**TASKS AND EXERCISES**
1/ Using the passage about the depot, explain why the letter says Parson and the nonprofit will need far more time and money than first envisioned. Answer in one to three sentences.
2/ Please answer these questions on the passage about the depot:
(a) On what date was the letter to city councilmembers and staff sent?
(b) Within how many days from the date of purchase did the contract require the preservation easement to be secured?
(c) What did the city initially estimate the renovation costs could total before the sale?
3/ Carry the passage about the depot forward from its last sentence.

**GIVEN PASSAGE**
####
In a July 26 letter to city councilmembers and staff, Parson — along with a board of directors for a nonprofit that now owns the depot which Parson leads — alleged false and misleading statements made by the city regarding the terms of their contract. 

The letter says nowhere in either a 2012 request for proposal or the 2013 sale contract is a “specific time period or deadline for construction ever mentioned or imposed.” The only timeline stipulated in the contract is for a preservation easement from the Colorado Historical Foundation to be secured for the depot within 180 days from the date of purchase, which Parson maintains was met. 

“The extent of deterioration of the building’s structure was not apparent,” the letter reads, and goes on to say, “none of this very expensive extra work was expressed in the initial purchase price.”

The letter continues to say that the city “seriously neglected the property for years,” claiming the nonprofit and Parson will need far more time and money than originally envisioned to meet the needs of the site’s renovation. While the city initially estimated costs for such work could total $475,000 before it made the sale, the letter provided by Parson said the “full cost for renovation, remodeling and historic preservation cannot yet be totaled” as the nonprofit “continues to discover problems created by the years of neglect of the depot.”
####
**DATA ENTRIES**
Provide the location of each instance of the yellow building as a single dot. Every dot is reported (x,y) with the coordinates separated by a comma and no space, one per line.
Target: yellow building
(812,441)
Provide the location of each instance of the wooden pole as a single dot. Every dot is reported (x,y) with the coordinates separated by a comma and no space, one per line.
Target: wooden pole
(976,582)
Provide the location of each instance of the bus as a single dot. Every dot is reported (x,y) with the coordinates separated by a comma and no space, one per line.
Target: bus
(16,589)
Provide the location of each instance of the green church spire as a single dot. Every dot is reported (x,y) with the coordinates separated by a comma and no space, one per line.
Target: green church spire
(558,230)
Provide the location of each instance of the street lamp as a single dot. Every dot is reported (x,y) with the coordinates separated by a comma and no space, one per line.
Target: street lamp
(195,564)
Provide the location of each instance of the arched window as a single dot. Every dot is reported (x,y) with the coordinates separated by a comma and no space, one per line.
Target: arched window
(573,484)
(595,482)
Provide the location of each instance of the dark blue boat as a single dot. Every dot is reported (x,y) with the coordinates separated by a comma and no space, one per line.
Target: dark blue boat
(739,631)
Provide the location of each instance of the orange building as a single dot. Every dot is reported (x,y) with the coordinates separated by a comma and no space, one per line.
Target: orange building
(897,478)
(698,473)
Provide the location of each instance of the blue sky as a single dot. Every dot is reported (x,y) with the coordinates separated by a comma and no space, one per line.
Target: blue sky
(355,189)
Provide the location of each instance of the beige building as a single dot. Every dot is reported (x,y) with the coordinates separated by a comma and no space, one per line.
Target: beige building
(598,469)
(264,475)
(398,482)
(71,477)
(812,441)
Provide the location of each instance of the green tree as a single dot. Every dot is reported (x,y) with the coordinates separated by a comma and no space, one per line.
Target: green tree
####
**OUTPUTS FOR THE TASKS**
1/ The letter claims the city "seriously neglected the property for years," and the nonprofit "continues to discover problems created by the years of neglect of the depot." Because of this, the full cost of renovation, remodeling and historic preservation "cannot yet be totaled."

2/
(a) July 26
(b) 180 days
(c) $475,000

3/
The letter also lists several “construction milestones” for the site, including replacement of a missing wall; replacement of a retaining wall “to provide better drainage for the storm sewer; roof repairs that were “done, and done again” and continuing yardwork maintenance on all sides of the property. 

The city, in a statement, said "despite multiple requests from the city, the Parsons have failed to satisfactorily address the city’s concerns."

“Filing suit was certainly a last resort, but the city and its citizens deserve the community space they were promised,” said Englewood Mayor Othoniel Sierra. “We’ve worked diligently to negotiate a proposal that would be equitable to both parties. But unfortunately, those efforts failed so we were required to seek court intervention.”

Parson said his July letter, which is 36 pages long and begins with a statement welcoming “a conversation with the City of Englewood,” is proof of his and the board’s efforts to maintain communication with city officials. Parson said the letter responds to issues raised by the city in “great detail, and they seem to ignore most of what we said.”